Stored data:
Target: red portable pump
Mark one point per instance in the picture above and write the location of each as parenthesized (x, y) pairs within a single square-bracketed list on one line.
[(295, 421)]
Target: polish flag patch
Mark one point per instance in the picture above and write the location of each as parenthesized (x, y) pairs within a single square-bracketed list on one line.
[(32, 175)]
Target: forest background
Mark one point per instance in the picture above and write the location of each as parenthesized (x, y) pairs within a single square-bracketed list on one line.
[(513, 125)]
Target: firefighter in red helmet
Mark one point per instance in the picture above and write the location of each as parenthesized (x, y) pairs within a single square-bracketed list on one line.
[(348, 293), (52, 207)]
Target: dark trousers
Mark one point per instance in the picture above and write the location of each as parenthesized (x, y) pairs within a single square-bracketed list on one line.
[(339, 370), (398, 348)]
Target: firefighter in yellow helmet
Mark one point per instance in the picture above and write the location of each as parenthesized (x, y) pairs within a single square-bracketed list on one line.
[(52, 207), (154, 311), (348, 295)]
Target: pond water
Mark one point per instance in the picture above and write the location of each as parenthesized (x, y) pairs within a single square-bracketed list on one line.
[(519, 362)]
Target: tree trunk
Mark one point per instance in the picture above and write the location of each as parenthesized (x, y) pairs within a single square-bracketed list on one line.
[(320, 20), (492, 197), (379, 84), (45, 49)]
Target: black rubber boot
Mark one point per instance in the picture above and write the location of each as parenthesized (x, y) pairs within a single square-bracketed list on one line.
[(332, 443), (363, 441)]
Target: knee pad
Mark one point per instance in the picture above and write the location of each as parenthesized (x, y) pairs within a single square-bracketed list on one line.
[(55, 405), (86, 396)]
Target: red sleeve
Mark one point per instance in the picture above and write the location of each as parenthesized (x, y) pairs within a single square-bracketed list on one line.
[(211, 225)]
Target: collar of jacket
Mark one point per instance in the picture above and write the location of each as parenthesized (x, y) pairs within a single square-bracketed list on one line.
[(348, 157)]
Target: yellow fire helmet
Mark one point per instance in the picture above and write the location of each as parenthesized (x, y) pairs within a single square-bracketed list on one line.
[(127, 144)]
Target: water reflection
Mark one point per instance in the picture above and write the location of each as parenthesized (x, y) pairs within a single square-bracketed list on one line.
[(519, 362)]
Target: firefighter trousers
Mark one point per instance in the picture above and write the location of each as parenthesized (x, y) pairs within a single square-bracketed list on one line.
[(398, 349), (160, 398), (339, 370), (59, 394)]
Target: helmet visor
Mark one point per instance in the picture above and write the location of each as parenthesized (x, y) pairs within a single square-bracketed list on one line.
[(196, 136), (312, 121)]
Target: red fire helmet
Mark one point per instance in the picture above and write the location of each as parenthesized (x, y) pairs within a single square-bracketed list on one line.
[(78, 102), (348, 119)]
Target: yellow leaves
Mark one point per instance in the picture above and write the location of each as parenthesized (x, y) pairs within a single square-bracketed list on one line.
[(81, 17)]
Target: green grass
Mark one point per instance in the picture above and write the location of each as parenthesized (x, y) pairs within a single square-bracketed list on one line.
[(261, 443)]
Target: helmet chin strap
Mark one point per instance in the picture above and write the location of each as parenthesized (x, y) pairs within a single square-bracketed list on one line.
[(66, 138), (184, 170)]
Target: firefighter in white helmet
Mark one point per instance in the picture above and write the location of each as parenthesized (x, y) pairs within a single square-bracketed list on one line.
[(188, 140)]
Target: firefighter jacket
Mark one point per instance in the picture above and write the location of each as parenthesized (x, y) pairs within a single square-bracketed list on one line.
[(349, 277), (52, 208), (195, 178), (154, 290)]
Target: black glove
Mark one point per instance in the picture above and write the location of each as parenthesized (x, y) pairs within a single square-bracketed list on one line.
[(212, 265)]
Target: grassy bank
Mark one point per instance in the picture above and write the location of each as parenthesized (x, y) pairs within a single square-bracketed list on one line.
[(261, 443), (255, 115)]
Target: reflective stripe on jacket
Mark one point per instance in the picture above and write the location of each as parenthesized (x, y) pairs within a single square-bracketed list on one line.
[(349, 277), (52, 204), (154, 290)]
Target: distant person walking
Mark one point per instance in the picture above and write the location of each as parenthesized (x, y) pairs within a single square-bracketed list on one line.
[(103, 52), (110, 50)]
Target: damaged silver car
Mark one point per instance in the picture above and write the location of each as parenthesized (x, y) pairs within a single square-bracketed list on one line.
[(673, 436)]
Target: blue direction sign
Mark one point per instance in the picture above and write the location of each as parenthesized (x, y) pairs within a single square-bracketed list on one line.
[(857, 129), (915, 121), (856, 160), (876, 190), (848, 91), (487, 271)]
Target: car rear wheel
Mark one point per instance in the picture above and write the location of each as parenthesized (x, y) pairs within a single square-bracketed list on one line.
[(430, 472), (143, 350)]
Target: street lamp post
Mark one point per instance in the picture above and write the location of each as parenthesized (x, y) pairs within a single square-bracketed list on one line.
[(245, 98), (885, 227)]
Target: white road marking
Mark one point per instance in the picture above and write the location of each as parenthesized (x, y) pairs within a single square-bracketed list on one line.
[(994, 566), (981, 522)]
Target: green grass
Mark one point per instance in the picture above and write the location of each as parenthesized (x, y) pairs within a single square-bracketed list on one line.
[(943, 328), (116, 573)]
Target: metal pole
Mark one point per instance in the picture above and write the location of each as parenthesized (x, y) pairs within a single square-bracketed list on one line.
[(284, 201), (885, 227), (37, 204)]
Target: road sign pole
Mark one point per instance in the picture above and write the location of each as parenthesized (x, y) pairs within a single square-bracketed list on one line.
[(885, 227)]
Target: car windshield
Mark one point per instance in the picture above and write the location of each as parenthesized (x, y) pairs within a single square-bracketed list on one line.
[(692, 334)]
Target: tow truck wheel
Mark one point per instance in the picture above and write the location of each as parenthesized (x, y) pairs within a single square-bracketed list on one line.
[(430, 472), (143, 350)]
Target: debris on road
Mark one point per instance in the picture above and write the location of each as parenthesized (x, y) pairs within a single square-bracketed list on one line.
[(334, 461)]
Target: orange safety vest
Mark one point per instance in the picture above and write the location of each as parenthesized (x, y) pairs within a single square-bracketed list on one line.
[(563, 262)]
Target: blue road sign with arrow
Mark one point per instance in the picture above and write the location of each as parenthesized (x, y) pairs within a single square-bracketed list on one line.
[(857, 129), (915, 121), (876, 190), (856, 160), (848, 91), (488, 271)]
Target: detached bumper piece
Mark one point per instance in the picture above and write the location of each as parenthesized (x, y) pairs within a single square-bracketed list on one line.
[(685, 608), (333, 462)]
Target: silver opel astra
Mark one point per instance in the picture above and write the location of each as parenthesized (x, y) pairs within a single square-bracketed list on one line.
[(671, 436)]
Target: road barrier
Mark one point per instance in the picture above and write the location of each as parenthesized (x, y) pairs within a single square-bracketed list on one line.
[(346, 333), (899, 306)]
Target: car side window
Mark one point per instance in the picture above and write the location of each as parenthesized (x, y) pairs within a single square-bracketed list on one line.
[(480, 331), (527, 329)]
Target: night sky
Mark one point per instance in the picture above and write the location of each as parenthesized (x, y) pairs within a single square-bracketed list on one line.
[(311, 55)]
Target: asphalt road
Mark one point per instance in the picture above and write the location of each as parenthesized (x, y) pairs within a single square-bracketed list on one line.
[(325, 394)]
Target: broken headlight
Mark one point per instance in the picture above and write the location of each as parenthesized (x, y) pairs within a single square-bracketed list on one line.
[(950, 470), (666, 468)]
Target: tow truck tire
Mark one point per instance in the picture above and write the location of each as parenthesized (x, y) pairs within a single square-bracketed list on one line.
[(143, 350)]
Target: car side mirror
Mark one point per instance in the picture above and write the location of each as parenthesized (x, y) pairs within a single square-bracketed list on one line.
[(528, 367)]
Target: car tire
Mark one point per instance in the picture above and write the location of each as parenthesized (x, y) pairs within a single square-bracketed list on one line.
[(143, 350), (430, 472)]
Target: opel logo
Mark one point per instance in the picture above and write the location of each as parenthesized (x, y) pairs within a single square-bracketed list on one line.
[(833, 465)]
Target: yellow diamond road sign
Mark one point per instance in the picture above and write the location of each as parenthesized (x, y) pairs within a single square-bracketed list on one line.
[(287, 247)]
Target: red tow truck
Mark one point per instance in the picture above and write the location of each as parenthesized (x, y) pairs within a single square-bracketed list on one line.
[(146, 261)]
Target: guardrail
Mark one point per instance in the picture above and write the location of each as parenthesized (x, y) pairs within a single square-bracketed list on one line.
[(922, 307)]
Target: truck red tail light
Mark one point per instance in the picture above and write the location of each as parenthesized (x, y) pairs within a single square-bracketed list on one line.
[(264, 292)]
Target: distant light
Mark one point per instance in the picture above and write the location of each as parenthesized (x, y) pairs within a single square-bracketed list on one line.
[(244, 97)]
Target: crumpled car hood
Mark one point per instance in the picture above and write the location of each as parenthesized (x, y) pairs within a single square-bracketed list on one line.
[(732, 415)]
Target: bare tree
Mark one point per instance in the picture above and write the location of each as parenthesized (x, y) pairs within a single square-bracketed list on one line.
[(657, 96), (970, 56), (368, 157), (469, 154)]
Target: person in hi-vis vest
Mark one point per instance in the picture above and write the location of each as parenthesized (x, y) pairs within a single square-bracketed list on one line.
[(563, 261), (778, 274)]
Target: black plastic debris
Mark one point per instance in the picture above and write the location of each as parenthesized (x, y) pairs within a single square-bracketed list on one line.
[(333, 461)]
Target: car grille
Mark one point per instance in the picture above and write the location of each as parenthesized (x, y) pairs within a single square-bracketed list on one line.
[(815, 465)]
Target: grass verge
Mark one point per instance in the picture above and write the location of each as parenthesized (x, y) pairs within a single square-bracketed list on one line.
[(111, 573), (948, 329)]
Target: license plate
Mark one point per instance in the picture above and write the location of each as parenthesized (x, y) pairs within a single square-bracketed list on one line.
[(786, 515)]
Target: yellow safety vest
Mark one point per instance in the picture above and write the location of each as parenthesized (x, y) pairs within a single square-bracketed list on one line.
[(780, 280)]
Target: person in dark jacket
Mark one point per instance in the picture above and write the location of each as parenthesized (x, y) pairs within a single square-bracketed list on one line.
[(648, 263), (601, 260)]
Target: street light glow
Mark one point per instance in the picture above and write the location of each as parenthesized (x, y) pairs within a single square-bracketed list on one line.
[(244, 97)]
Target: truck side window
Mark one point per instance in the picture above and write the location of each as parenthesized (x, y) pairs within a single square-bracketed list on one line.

WHAT IS NEEDED: Reproduce everything from the start of the lines down to the line containing "[(320, 20), (492, 197), (379, 84), (45, 49)]", including that line, with no changes.

SOLUTION TO THIS PROBLEM:
Target: red portable pump
Mark one point per instance in the picture above and write the location of each as parenthesized (x, y) pairs within a single square-bracketed list on one line.
[(295, 421)]
Target: polish flag patch
Mark one point per instance in the picture above and write the location of each as parenthesized (x, y) pairs within a single square-bracketed list on one line.
[(32, 175)]
Target: forest background
Mark one point per instance in the picture above and write the location of each as parenthesized (x, y) pairs within a single square-bracketed list on one line.
[(513, 125)]
Target: firefighter in red helmet
Mark one point per instance in the picture above and write the location of each as parenthesized (x, y) pairs within a single square-bracketed list on one line.
[(348, 293), (52, 207)]
Target: dark trousers
Mark one point per instance in the picture above and write the location of each as parenthesized (x, y) pairs within a single square-bracketed list on one line.
[(339, 370), (398, 348)]
Target: firefighter in yellow helmet
Mark one point per instance in the picture above and write the location of each as parenthesized (x, y) pairs within a single square-bracketed list on one line.
[(52, 207), (154, 311), (348, 295)]
Target: pond water
Mark one point per instance in the picture above and write the location of each as parenthesized (x, y) pairs within a single square-bracketed list on one line.
[(519, 362)]
Target: tree trunk
Mark one point per instance in the picture above and write the location of each as parenthesized (x, y) pairs within a single square-bracketed list on one line.
[(320, 20), (492, 197), (379, 84), (45, 49)]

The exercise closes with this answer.